[Opening Data to examine section]

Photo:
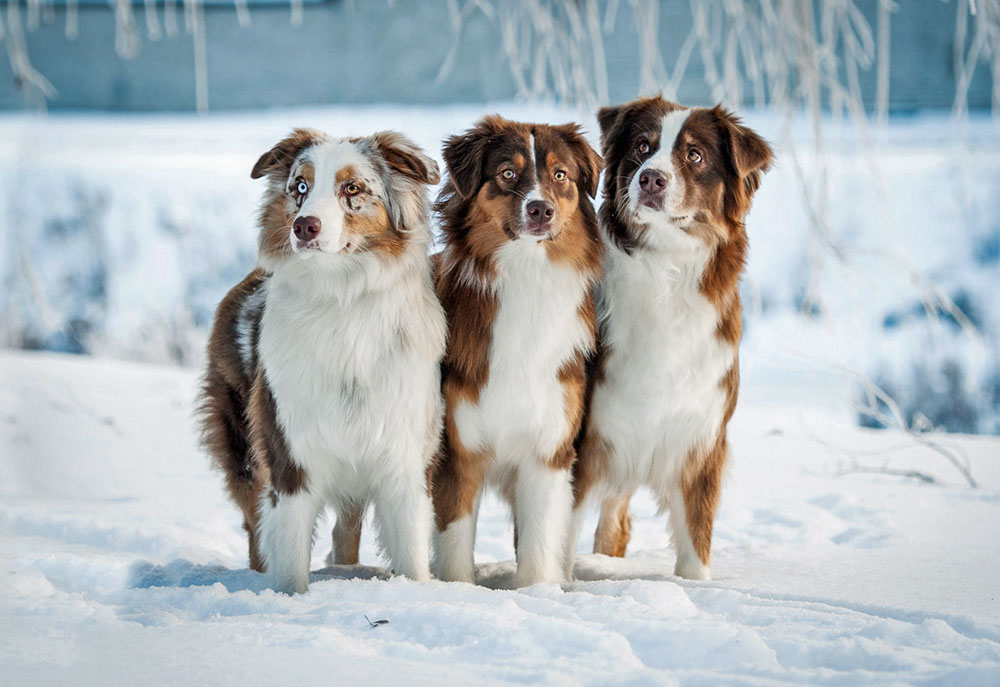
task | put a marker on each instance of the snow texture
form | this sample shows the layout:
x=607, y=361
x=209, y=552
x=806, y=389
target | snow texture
x=119, y=234
x=122, y=562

[Closing Data to examine section]

Task brief :: Would you restate the records above word for word and exclude the pictures?

Task result ::
Photo:
task | put a marker on each instance of the snow texture
form | this sample shows the layout:
x=607, y=361
x=209, y=552
x=806, y=389
target | snow texture
x=119, y=234
x=122, y=562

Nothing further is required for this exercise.